[Bioperl-l] BLAST Parsing
Paul Boutros
pcboutro@engmail.uwaterloo.ca
Fri, 20 Sep 2002 14:16:11 -0400 (EDT)
Hi all,
Another potential bug in BLAST parsing (SearchIO\blast.pm).
My setup:
BioPerl 1.02
Perl 5.6.1 (ActiveState)
WinXP SP1
The parser doesn't seem to be recognizing one of the lines in my blast
output file. The error is:
------------- EXCEPTION -------------
MSG: no data for midline Lambda K H
STACK Bio::SearchIO::blast::next_result
C:/Perl/site/lib/Bio/SearchIO/blast.pm:5
67
STACK toplevel parseb~1.pl:55
--------------------------------------
The offending part of the blast output file looks like this:
=========================
Sbjct: 564 cctggg 569
Lambda K H
1.37 0.711 1.31
Gapped
Lambda K H
1.37 0.711 1.31
Matrix: blastn matrix:1 -3
==========================
BLAST parameters were:
-p blastn
-d est_others
-e 0.001
-v 10
-b 10
-l Rn_GI
Minimal code is:
use Bio::SearchIO;
my $infile = $ARGV[0];
my $searchio = new Bio::SearchIO(
'-format' => 'blast',
'-file' => $infile,
);
while (my $result = $searchio->next_result()) { }
The offending part of the blast.pm file looks like this:
if( /^((Query|Sbjct):\s+(\d+)\s*)(\S+)\s+(\d+)/ ) {
$data{$2} = $4;
$len = length($1);
$self->{"\_$2"}->{'begin'} = $3 unless $self->{"_$2"}->{'be
$self->{"\_$2"}->{'end'} = $5;
} else {
$self->throw("no data for midline $_")
unless (defined $_ && defined $len);
$data{'Mid'} = substr($_,$len);
}
removing the $self->throw and replacing the unless with:
if (defined $_ && defined $len) {
$data{'Mid'} = substr($_,$len);
}
seems to be parsing correctly, but at the cost of an awful lot warnings.
I can preparse out the
Lambda K H
lines, but I'm not sure which one should be removed, or if I will also
need to remove the blank lines.
Any ideas/comments/criticism welcome.
Paul

• _Image entries for named regions_

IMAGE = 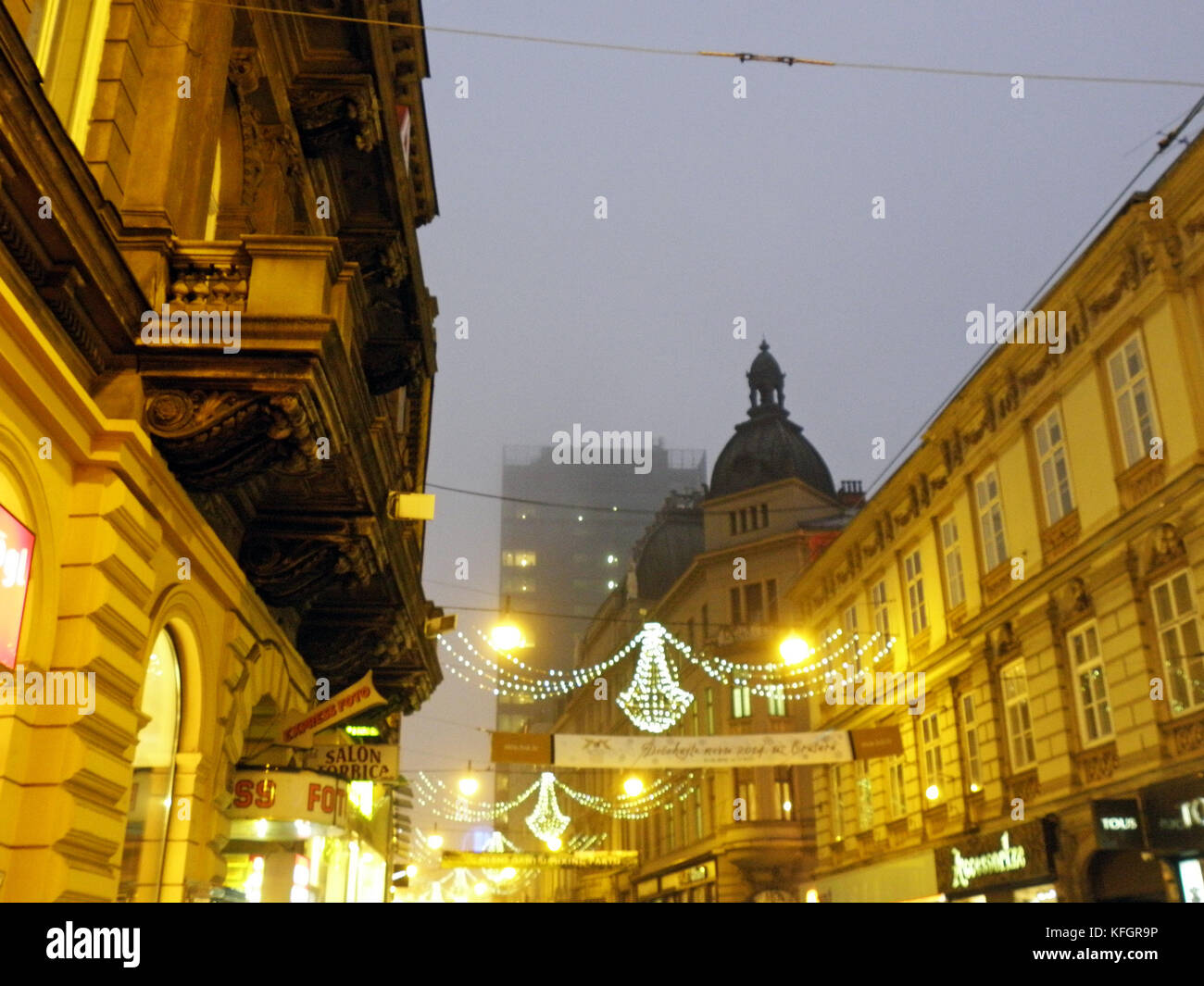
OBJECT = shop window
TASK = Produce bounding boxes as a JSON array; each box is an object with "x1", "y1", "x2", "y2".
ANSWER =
[
  {"x1": 1108, "y1": 335, "x2": 1159, "y2": 468},
  {"x1": 118, "y1": 627, "x2": 180, "y2": 903},
  {"x1": 940, "y1": 517, "x2": 966, "y2": 609},
  {"x1": 974, "y1": 468, "x2": 1008, "y2": 572},
  {"x1": 886, "y1": 756, "x2": 907, "y2": 818},
  {"x1": 1033, "y1": 408, "x2": 1074, "y2": 524},
  {"x1": 999, "y1": 658, "x2": 1036, "y2": 770},
  {"x1": 870, "y1": 579, "x2": 891, "y2": 643},
  {"x1": 773, "y1": 767, "x2": 795, "y2": 821},
  {"x1": 920, "y1": 713, "x2": 946, "y2": 802},
  {"x1": 1150, "y1": 570, "x2": 1204, "y2": 714},
  {"x1": 962, "y1": 694, "x2": 983, "y2": 793},
  {"x1": 828, "y1": 765, "x2": 844, "y2": 842},
  {"x1": 855, "y1": 760, "x2": 874, "y2": 832},
  {"x1": 903, "y1": 550, "x2": 928, "y2": 633},
  {"x1": 1068, "y1": 622, "x2": 1112, "y2": 745}
]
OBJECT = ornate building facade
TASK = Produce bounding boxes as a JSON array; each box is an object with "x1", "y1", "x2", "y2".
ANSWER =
[
  {"x1": 789, "y1": 131, "x2": 1204, "y2": 902},
  {"x1": 0, "y1": 0, "x2": 441, "y2": 901}
]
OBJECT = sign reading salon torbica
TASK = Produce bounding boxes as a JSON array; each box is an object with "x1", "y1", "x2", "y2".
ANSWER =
[{"x1": 935, "y1": 821, "x2": 1054, "y2": 897}]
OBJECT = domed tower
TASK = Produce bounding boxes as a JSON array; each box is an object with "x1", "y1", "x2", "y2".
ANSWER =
[{"x1": 709, "y1": 341, "x2": 837, "y2": 500}]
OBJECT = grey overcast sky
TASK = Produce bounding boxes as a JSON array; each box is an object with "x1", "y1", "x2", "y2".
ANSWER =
[{"x1": 402, "y1": 0, "x2": 1204, "y2": 844}]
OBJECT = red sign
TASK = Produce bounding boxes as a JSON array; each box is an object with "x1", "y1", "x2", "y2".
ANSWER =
[{"x1": 0, "y1": 506, "x2": 33, "y2": 668}]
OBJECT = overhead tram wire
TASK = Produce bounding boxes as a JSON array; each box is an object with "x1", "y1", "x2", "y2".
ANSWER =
[
  {"x1": 171, "y1": 0, "x2": 1204, "y2": 89},
  {"x1": 866, "y1": 96, "x2": 1204, "y2": 500}
]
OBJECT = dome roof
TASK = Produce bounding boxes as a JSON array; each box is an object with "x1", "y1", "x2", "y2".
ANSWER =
[{"x1": 710, "y1": 342, "x2": 835, "y2": 498}]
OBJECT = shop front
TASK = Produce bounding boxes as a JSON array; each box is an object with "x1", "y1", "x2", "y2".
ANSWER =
[
  {"x1": 935, "y1": 818, "x2": 1057, "y2": 903},
  {"x1": 1140, "y1": 772, "x2": 1204, "y2": 905}
]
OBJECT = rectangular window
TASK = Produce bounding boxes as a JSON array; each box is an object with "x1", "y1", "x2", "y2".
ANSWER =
[
  {"x1": 903, "y1": 550, "x2": 928, "y2": 633},
  {"x1": 744, "y1": 582, "x2": 765, "y2": 624},
  {"x1": 886, "y1": 756, "x2": 907, "y2": 818},
  {"x1": 870, "y1": 579, "x2": 891, "y2": 638},
  {"x1": 1151, "y1": 572, "x2": 1204, "y2": 714},
  {"x1": 920, "y1": 713, "x2": 946, "y2": 802},
  {"x1": 855, "y1": 760, "x2": 874, "y2": 832},
  {"x1": 1108, "y1": 336, "x2": 1159, "y2": 468},
  {"x1": 962, "y1": 694, "x2": 983, "y2": 793},
  {"x1": 1033, "y1": 408, "x2": 1074, "y2": 524},
  {"x1": 773, "y1": 767, "x2": 795, "y2": 821},
  {"x1": 828, "y1": 765, "x2": 844, "y2": 842},
  {"x1": 999, "y1": 658, "x2": 1036, "y2": 770},
  {"x1": 974, "y1": 468, "x2": 1008, "y2": 572},
  {"x1": 1068, "y1": 624, "x2": 1112, "y2": 745},
  {"x1": 940, "y1": 517, "x2": 966, "y2": 609}
]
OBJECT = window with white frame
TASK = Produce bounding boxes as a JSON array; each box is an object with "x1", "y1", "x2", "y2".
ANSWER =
[
  {"x1": 828, "y1": 763, "x2": 844, "y2": 842},
  {"x1": 1150, "y1": 570, "x2": 1204, "y2": 714},
  {"x1": 886, "y1": 756, "x2": 907, "y2": 818},
  {"x1": 732, "y1": 685, "x2": 753, "y2": 718},
  {"x1": 1108, "y1": 335, "x2": 1159, "y2": 468},
  {"x1": 940, "y1": 517, "x2": 966, "y2": 609},
  {"x1": 1033, "y1": 408, "x2": 1074, "y2": 524},
  {"x1": 854, "y1": 760, "x2": 874, "y2": 832},
  {"x1": 903, "y1": 549, "x2": 928, "y2": 633},
  {"x1": 999, "y1": 658, "x2": 1036, "y2": 770},
  {"x1": 1067, "y1": 622, "x2": 1112, "y2": 745},
  {"x1": 962, "y1": 694, "x2": 983, "y2": 793},
  {"x1": 974, "y1": 468, "x2": 1008, "y2": 572},
  {"x1": 920, "y1": 713, "x2": 946, "y2": 801},
  {"x1": 870, "y1": 579, "x2": 891, "y2": 638}
]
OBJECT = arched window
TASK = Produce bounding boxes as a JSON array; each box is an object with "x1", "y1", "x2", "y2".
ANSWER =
[{"x1": 118, "y1": 627, "x2": 180, "y2": 903}]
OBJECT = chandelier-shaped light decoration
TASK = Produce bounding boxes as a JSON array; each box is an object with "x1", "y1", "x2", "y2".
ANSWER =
[
  {"x1": 617, "y1": 624, "x2": 694, "y2": 733},
  {"x1": 526, "y1": 770, "x2": 570, "y2": 842}
]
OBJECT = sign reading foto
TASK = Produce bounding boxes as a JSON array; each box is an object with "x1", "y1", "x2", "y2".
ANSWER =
[
  {"x1": 305, "y1": 743, "x2": 397, "y2": 781},
  {"x1": 278, "y1": 670, "x2": 385, "y2": 749}
]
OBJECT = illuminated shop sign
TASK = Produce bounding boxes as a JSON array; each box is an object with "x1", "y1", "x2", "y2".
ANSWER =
[
  {"x1": 935, "y1": 821, "x2": 1054, "y2": 895},
  {"x1": 1141, "y1": 775, "x2": 1204, "y2": 850},
  {"x1": 0, "y1": 506, "x2": 33, "y2": 668},
  {"x1": 1091, "y1": 798, "x2": 1145, "y2": 849}
]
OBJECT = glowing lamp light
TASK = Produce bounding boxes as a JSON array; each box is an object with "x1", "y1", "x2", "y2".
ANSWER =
[
  {"x1": 489, "y1": 624, "x2": 522, "y2": 651},
  {"x1": 778, "y1": 633, "x2": 810, "y2": 665}
]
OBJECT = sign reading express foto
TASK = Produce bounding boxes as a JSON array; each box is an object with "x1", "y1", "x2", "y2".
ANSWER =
[{"x1": 0, "y1": 506, "x2": 33, "y2": 668}]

• _WHAT YOU WILL DO_
a - In the BLAST parsing post, which BioPerl version does the setup list?
b - Render this sentence from the BLAST parsing post in Spanish: "The parser doesn't seem to be recognizing one of the lines in my blast output file."

• _PER-TASK ANSWERS_
a - BioPerl 1.02

b - El analizador no parece estar reconociendo una de las líneas de mi archivo de salida de blast.